选读段落:
-=-=-
黑九月事件对世界有什么影响?对巴以两国有什么影响
1970年9月到1971年7月,约旦军队与巴解组织游击队在约旦首都安曼及北部地区发生大规模军事冲突。约旦动用其全部6万多装备精良的部队,在飞机、重炮、坦克等现代化武器的配合下发动猛烈进攻。人数和武器都处于劣势的巴解武装顽强抵抗。战斗异常激烈和残酷,且呈一边倒的趋势,数以千计的游击队员被打死,数万无辜巴勒斯坦难民死亡,数十万人无家可归,巴解组织遭受重创并被逐出约旦。阿拉法特用“种族灭绝”来形容约旦对巴勒斯坦人的行为,巴解组织愤怒地称之为“黑九月”。这场战争因而在历史上被称为黑九月事件。
黑九月事件是阿拉伯人的一场内战,是二战后阿拉伯国家关系史上一段令人不堪回首的插曲。同时,它也是一场国际冲突,是中东冲突史上的一个重大事件。不仅作为阿拉伯国家的叙利亚和沙特阿拉伯分别出兵支持巴解组织和约旦,埃及、苏丹等国积极进行斡旋,而且美国、苏联和以色列等国也程度不同地卷了进去。作为一场多国介入、因巴以冲突问题而引发的局部战争,黑九月事件引起了地区格局的重大变化,并对阿以冲突造成了直接、深远的影响。对于这样一个重大的历史事件,除了笔者撰文对其原因进行过论述之外,我国鲜有学者提及。本文将其置于阿以冲突的历史背景下进行论述,试图从一个新的侧面和角度洞悉阿以冲突。
-=-=-
任务要求:
1: 数一数下面的记录中有多少行含有字符串“between”,区分大小写,只写出行数。
2: 接着上面关于黑九月事件的那段文字往下写,从它的最后一句之后开始。

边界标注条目
-=-=-
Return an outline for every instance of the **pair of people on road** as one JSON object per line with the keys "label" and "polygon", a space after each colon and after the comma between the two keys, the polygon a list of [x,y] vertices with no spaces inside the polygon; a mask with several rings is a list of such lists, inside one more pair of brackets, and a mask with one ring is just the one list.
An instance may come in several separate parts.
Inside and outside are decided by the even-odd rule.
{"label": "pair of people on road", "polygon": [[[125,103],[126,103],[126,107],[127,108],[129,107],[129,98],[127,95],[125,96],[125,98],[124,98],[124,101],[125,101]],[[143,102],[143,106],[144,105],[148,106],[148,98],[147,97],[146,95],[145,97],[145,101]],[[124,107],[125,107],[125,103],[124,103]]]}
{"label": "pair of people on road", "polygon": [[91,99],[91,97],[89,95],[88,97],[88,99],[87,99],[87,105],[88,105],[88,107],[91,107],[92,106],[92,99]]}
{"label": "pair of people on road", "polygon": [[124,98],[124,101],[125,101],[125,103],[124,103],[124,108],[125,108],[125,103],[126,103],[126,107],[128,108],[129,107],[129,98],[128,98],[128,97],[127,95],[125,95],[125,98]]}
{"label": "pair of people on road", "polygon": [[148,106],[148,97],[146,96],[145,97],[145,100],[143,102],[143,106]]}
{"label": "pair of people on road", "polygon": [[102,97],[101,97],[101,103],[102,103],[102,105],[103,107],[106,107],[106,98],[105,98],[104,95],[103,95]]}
-=-=-
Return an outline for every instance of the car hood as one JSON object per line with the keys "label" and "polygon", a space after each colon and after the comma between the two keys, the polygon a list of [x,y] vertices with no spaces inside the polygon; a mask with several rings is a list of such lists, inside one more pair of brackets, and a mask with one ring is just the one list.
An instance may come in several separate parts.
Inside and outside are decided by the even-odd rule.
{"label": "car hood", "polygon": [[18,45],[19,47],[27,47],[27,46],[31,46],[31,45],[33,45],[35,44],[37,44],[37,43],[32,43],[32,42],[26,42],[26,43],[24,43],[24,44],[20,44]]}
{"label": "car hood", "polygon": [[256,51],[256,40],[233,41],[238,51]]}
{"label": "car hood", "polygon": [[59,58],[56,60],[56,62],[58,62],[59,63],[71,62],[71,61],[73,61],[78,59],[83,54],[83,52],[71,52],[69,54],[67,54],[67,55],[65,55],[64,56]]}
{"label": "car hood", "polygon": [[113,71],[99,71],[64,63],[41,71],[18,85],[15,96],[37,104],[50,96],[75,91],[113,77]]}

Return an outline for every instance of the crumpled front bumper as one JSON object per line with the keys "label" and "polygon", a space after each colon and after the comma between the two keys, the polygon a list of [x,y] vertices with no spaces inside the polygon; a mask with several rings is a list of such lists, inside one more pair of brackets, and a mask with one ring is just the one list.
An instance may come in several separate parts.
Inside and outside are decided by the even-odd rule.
-=-=-
预期结果:
1: 3

2:
黑九月事件是一场“同族相残的战争”,它产生的“震动比阿拉伯国家在1967年战争中的失败还要大”。“它的冲击是如此全面,以至于它肯定会深深地印在经历过这一事件的人们的记忆中。”黑九月事件沉重地打击了阿拉伯国家的联合对以阵线,使巴勒斯坦人在巴以冲突中处于十分不利的地位。
首先,黑九月事件重挫了巴解组织,并使其丧失了游击战争最重要的战略基地,严重影响了对以色列发动攻击的能力。
黑九月事件给巴解组织带来了大量的战斗人员损失。资料显示,1970年夏,巴解组织在约旦的武装人员总数约为5万人。有一种说法是7万人还有一种说法是仅仅在约旦首都安曼及其周围就有52000人。但是经过几个月的战斗,仅有3000到5000人逃离约旦来到黎巴嫩避难。
巴解组织损失惨重,几乎是全军覆没。阿拉法特所在的巴解组织主流派“法塔赫”由于许多领导人和最善战的战斗人员阵亡而陷入混乱状态。更为严重的是,巴解组织及其游击队被全部逐出了约旦,失去了进攻以色列的最重要基地。“巴勒斯坦游击队作为一支军事力量开始衰落,仅仅留下叙利亚和黎巴嫩为集结地,他们进攻以色列的自由越来越受到限制。”难怪有学者评论说:“游击队的军事效果到1972年已经可以忽略不计。在游击队被击败并被赶出约旦之后,游击队行动(对以色列)的心理影响是十分微小的。”
其次,黑九月事件造成了阿拉伯国家的分裂,不利于对以联合行动。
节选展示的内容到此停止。